┌─ Data shown
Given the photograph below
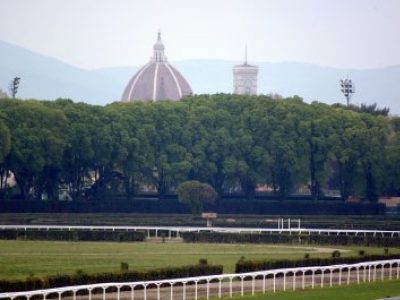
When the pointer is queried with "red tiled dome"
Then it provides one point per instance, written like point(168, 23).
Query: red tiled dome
point(157, 80)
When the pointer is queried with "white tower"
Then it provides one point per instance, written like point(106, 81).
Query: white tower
point(245, 78)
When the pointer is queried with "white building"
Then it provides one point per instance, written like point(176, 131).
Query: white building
point(245, 78)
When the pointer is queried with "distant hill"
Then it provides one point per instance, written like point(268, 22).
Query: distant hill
point(45, 77)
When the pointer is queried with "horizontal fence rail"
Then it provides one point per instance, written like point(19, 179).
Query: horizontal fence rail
point(177, 230)
point(225, 284)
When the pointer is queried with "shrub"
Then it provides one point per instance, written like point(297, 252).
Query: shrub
point(203, 261)
point(336, 254)
point(124, 267)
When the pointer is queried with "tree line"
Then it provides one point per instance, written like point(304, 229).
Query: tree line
point(234, 143)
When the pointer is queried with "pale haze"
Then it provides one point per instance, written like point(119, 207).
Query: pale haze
point(103, 33)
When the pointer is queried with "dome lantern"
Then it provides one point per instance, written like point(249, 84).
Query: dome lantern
point(157, 80)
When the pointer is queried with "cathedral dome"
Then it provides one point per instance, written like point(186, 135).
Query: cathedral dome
point(157, 80)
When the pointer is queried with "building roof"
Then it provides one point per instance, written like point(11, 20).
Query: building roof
point(157, 80)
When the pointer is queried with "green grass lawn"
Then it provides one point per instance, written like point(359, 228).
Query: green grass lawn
point(19, 259)
point(365, 291)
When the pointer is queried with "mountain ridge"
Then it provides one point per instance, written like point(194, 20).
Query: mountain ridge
point(45, 77)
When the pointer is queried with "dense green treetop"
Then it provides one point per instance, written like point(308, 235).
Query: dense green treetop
point(234, 143)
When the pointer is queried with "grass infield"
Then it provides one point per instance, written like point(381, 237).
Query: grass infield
point(19, 259)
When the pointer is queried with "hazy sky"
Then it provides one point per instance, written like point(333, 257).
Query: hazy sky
point(101, 33)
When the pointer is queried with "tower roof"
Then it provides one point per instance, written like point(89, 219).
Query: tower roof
point(157, 80)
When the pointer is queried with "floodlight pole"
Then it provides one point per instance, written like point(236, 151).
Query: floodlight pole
point(347, 88)
point(14, 86)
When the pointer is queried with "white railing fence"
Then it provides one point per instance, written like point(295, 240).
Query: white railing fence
point(225, 284)
point(176, 231)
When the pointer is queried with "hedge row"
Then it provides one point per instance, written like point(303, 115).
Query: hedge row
point(73, 235)
point(244, 265)
point(214, 237)
point(82, 278)
point(173, 206)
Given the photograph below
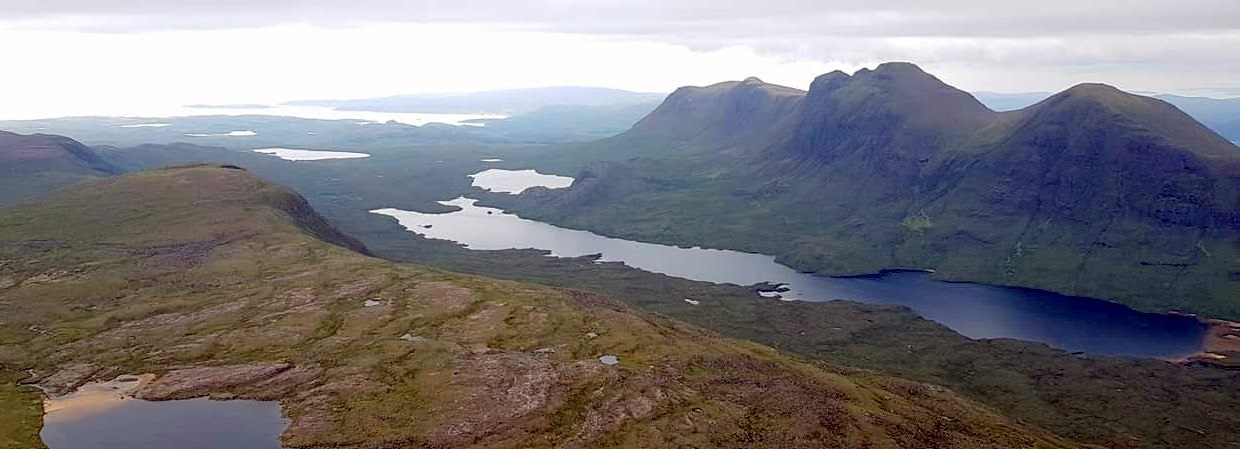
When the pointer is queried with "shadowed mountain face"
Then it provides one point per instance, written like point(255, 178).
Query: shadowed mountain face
point(35, 164)
point(1093, 191)
point(1220, 114)
point(206, 277)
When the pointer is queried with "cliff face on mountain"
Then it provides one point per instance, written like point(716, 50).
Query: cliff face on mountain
point(1093, 191)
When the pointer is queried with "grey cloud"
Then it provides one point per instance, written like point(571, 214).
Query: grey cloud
point(699, 19)
point(1093, 37)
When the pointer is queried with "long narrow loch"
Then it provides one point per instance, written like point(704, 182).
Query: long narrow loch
point(975, 310)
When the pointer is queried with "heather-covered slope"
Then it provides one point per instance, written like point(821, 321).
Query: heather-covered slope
point(31, 165)
point(205, 277)
point(1093, 191)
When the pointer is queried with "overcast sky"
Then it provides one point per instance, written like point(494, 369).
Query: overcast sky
point(113, 56)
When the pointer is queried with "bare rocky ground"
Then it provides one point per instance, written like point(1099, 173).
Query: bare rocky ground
point(265, 311)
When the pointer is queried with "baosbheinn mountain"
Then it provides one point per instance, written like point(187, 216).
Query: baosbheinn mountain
point(223, 285)
point(31, 165)
point(1093, 191)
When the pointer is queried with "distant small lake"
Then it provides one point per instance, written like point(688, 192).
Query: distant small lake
point(516, 181)
point(243, 133)
point(296, 154)
point(102, 417)
point(975, 310)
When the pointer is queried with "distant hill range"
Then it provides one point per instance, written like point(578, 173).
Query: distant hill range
point(499, 102)
point(1222, 114)
point(228, 287)
point(1091, 191)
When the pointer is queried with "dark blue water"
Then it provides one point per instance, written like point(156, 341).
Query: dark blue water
point(986, 311)
point(170, 424)
point(980, 311)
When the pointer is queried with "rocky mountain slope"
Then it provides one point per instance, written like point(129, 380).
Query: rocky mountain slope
point(1093, 191)
point(35, 164)
point(207, 278)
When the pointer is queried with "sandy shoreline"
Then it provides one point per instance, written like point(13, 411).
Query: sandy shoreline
point(92, 398)
point(1219, 346)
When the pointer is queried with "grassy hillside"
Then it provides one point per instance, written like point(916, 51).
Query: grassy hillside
point(31, 165)
point(1093, 192)
point(203, 275)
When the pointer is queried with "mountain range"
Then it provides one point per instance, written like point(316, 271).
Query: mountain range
point(166, 221)
point(231, 287)
point(1222, 114)
point(1091, 191)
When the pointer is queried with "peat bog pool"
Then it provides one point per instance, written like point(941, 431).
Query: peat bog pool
point(975, 310)
point(103, 416)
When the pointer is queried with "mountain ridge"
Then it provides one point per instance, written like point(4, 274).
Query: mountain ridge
point(894, 169)
point(34, 164)
point(207, 278)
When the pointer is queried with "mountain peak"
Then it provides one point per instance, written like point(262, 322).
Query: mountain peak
point(1089, 102)
point(1096, 91)
point(721, 112)
point(899, 67)
point(895, 96)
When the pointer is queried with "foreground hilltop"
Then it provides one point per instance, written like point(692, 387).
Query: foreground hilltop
point(34, 164)
point(206, 277)
point(1093, 191)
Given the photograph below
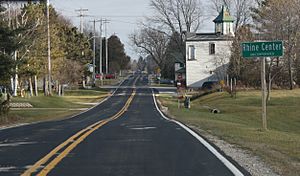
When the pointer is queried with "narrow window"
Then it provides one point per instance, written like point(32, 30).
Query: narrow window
point(191, 52)
point(212, 48)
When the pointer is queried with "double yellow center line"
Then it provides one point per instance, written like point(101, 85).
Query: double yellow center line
point(45, 165)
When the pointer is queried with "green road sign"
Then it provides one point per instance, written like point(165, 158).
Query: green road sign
point(262, 49)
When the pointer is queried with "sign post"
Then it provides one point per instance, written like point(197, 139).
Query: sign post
point(263, 50)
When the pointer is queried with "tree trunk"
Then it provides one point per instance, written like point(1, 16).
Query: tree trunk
point(16, 84)
point(291, 74)
point(30, 87)
point(59, 90)
point(45, 86)
point(269, 88)
point(12, 83)
point(36, 93)
point(62, 91)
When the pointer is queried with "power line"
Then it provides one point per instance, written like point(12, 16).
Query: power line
point(81, 15)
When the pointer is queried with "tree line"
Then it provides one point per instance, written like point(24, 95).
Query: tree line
point(161, 37)
point(23, 49)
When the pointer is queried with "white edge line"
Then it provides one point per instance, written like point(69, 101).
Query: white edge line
point(26, 124)
point(227, 163)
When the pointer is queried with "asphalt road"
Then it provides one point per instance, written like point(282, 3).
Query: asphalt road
point(123, 136)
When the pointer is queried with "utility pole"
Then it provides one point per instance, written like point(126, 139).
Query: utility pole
point(106, 48)
point(81, 15)
point(94, 49)
point(264, 90)
point(49, 50)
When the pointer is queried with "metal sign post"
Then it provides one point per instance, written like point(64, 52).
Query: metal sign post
point(262, 50)
point(264, 91)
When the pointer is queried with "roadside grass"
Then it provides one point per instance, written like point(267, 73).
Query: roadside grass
point(240, 123)
point(162, 85)
point(54, 107)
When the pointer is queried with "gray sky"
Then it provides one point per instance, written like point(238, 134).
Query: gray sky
point(123, 15)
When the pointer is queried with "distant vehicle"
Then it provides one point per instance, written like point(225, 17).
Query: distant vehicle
point(209, 85)
point(166, 81)
point(109, 76)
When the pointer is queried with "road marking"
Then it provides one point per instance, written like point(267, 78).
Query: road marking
point(227, 163)
point(143, 128)
point(71, 143)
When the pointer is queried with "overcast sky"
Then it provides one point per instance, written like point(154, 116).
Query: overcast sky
point(123, 15)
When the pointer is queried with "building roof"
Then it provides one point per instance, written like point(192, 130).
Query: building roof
point(208, 37)
point(224, 16)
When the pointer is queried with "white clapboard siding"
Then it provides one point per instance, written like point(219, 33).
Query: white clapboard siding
point(198, 70)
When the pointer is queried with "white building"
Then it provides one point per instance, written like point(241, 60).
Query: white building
point(207, 54)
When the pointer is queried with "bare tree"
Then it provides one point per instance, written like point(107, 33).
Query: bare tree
point(279, 20)
point(177, 16)
point(151, 42)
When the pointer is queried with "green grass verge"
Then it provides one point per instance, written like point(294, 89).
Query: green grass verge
point(54, 107)
point(240, 123)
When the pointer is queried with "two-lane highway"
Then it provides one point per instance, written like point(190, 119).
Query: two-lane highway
point(125, 135)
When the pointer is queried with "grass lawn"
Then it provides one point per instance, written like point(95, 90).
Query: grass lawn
point(240, 123)
point(50, 108)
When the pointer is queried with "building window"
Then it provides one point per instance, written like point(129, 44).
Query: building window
point(212, 48)
point(191, 52)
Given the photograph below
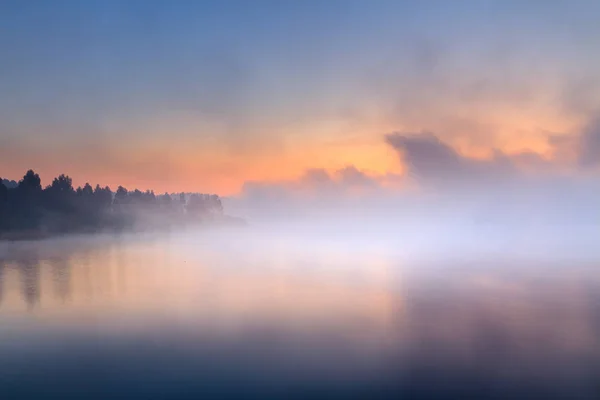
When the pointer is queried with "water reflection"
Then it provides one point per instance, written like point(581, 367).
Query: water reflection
point(173, 308)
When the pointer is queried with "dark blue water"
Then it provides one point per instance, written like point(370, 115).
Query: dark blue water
point(187, 316)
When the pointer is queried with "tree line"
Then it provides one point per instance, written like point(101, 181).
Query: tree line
point(60, 208)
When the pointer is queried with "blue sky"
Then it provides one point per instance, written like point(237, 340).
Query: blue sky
point(249, 82)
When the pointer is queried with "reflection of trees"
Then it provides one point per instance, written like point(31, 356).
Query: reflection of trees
point(61, 273)
point(1, 281)
point(29, 269)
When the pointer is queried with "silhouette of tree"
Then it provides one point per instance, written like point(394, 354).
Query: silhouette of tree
point(60, 208)
point(121, 195)
point(62, 184)
point(31, 183)
point(3, 193)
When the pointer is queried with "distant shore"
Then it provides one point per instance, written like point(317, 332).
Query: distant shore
point(40, 234)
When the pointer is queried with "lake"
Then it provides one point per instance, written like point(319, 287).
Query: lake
point(236, 314)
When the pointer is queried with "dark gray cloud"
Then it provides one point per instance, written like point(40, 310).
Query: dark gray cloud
point(433, 162)
point(589, 145)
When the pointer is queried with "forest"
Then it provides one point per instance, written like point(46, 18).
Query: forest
point(29, 210)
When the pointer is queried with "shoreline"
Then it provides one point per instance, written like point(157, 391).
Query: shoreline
point(40, 234)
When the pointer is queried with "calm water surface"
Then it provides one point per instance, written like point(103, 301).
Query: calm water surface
point(226, 315)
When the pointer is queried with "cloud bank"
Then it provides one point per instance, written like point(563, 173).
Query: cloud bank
point(440, 180)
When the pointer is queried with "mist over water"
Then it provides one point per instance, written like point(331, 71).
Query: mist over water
point(321, 310)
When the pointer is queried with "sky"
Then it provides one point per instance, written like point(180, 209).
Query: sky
point(229, 96)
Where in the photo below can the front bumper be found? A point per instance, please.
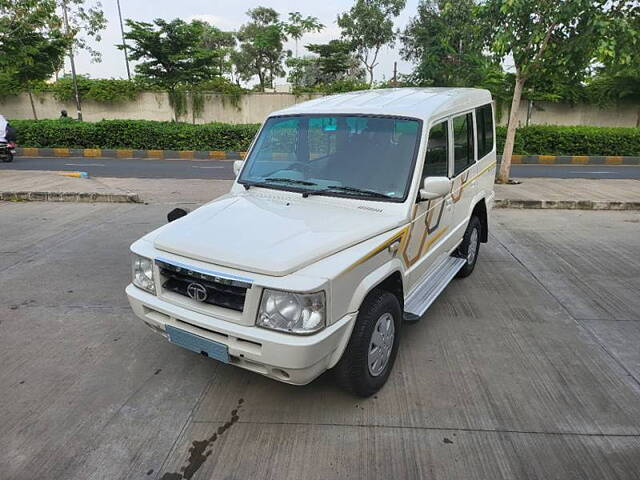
(287, 358)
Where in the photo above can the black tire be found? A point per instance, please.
(352, 372)
(463, 250)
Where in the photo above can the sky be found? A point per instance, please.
(228, 16)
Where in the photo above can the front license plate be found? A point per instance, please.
(198, 344)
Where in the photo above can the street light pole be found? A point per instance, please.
(72, 61)
(124, 43)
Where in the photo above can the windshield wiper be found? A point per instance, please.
(361, 191)
(291, 181)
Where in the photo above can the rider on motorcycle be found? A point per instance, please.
(7, 140)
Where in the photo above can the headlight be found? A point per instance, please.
(300, 313)
(143, 274)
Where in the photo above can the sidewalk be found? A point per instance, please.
(532, 193)
(570, 193)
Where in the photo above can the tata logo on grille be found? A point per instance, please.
(197, 291)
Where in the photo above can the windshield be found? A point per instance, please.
(347, 156)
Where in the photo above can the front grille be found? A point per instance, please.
(203, 287)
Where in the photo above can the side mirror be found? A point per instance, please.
(237, 166)
(435, 187)
(175, 214)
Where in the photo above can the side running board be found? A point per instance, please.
(421, 298)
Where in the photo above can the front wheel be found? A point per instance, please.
(369, 357)
(470, 247)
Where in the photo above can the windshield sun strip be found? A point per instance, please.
(419, 134)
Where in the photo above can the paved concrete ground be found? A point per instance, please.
(138, 168)
(528, 369)
(199, 190)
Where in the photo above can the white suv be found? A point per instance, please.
(349, 216)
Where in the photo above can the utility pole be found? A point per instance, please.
(124, 43)
(73, 63)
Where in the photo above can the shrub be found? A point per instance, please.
(135, 134)
(146, 135)
(557, 140)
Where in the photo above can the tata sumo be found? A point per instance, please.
(349, 216)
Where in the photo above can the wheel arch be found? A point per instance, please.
(480, 211)
(388, 277)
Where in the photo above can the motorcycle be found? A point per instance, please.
(7, 151)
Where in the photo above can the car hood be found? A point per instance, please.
(269, 235)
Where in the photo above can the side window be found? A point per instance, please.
(484, 121)
(463, 143)
(437, 159)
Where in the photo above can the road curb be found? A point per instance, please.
(566, 204)
(126, 153)
(78, 197)
(572, 160)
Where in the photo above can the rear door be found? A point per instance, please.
(464, 172)
(431, 218)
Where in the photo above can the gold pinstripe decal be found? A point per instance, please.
(404, 235)
(398, 236)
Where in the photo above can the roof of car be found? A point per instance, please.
(422, 103)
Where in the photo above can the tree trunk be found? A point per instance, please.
(261, 79)
(505, 167)
(33, 105)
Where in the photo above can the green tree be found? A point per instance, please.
(446, 42)
(82, 21)
(176, 54)
(261, 51)
(617, 76)
(541, 36)
(368, 26)
(33, 44)
(299, 25)
(222, 42)
(337, 62)
(334, 62)
(172, 54)
(86, 21)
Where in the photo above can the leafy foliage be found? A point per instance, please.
(446, 42)
(368, 26)
(173, 53)
(135, 134)
(261, 50)
(86, 22)
(33, 45)
(580, 140)
(99, 90)
(299, 25)
(334, 62)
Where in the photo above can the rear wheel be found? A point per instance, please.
(369, 357)
(470, 247)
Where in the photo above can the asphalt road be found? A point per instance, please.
(528, 369)
(106, 167)
(115, 168)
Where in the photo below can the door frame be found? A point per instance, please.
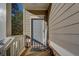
(32, 26)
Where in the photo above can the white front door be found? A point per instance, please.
(38, 30)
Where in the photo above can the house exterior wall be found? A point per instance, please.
(2, 21)
(8, 19)
(64, 28)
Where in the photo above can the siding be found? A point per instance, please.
(64, 26)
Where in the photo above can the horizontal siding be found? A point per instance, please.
(63, 26)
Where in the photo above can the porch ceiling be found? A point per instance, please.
(36, 6)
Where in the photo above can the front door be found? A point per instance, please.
(37, 32)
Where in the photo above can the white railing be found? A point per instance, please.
(15, 44)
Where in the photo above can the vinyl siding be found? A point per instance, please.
(64, 26)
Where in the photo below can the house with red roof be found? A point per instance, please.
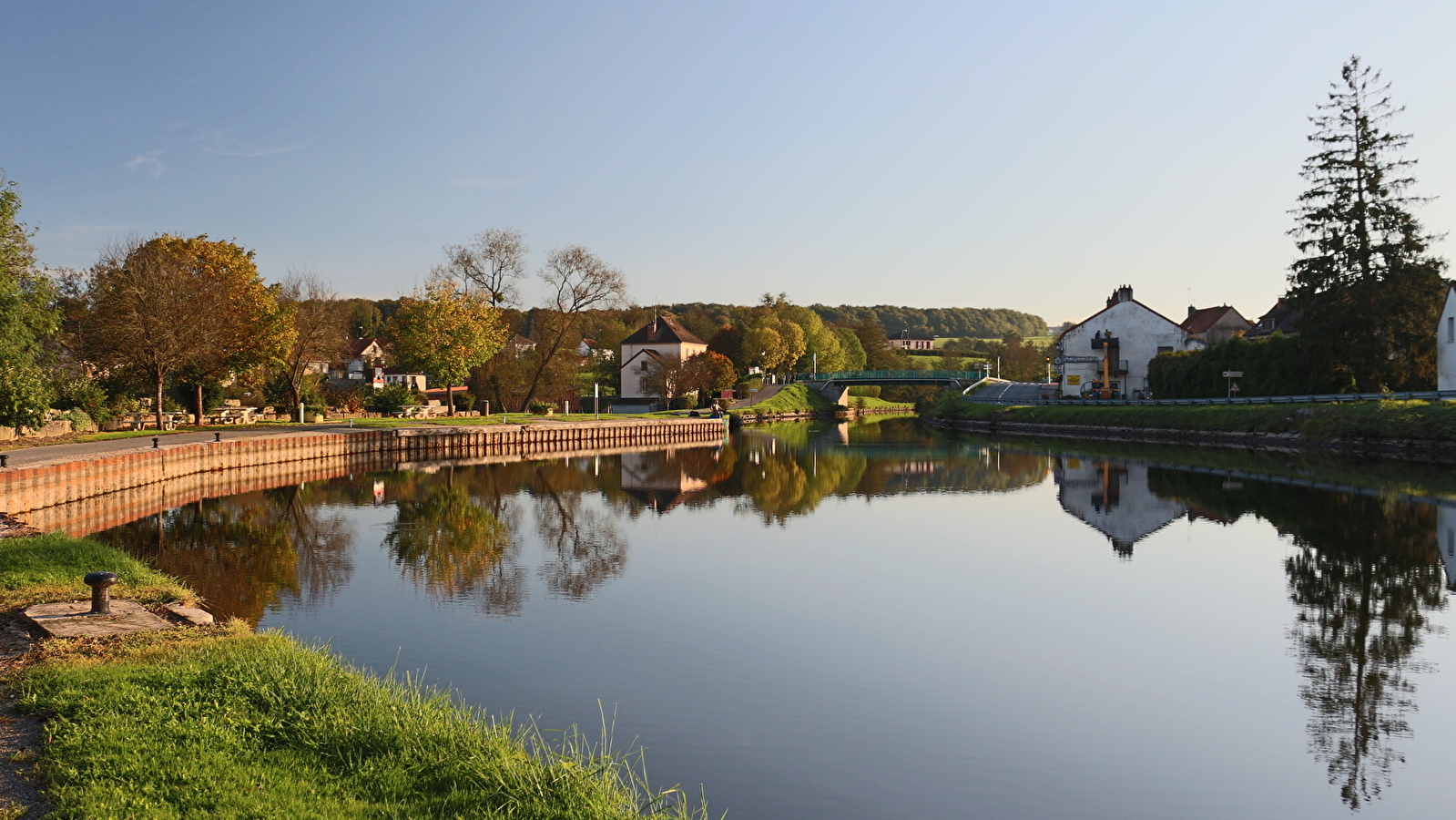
(1215, 325)
(658, 341)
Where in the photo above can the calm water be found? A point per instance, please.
(882, 620)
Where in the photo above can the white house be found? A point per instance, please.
(1125, 335)
(1446, 344)
(660, 340)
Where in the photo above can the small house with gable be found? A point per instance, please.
(1118, 341)
(657, 341)
(1215, 325)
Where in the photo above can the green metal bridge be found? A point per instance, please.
(947, 377)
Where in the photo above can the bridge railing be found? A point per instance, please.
(1299, 399)
(887, 374)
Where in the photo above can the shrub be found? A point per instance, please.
(393, 399)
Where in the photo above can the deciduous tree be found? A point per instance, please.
(447, 331)
(1366, 280)
(172, 303)
(25, 319)
(321, 328)
(493, 261)
(575, 280)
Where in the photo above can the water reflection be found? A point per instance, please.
(1361, 571)
(1115, 498)
(1365, 581)
(252, 552)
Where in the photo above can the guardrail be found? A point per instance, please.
(850, 374)
(1318, 398)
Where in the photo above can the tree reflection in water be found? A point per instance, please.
(454, 548)
(250, 552)
(1365, 579)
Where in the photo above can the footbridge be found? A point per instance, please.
(838, 384)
└─
→ **Your assignment**
Please repeat, with no pictures, each line from the start of the records above through the line with "like point(297, 252).", inclusive, and only those.

→ **Written response**
Given the photograph below
When the pointer is queried with "red tiled dome"
Then it provides one point per instance, written like point(168, 23).
Query: red tiled dome
point(157, 80)
When the pointer is queried with "white tower"
Then it provides one point per instance, written like point(106, 81).
Query: white tower
point(245, 78)
When the pointer is queried with "white building"
Then it provides one point per instance, written like point(176, 131).
Query: white building
point(245, 78)
When the pointer is queried with "distant hill"
Then it provides one point per instance, written like point(268, 22).
Query: distant hill
point(45, 77)
When the pointer is queried with "horizontal fence rail"
Then it provides one point per instance, written like point(19, 179).
Query: horizontal fence rail
point(177, 230)
point(225, 284)
When the pointer is queried with "shrub"
Then it provides one point per instance, written like point(297, 252).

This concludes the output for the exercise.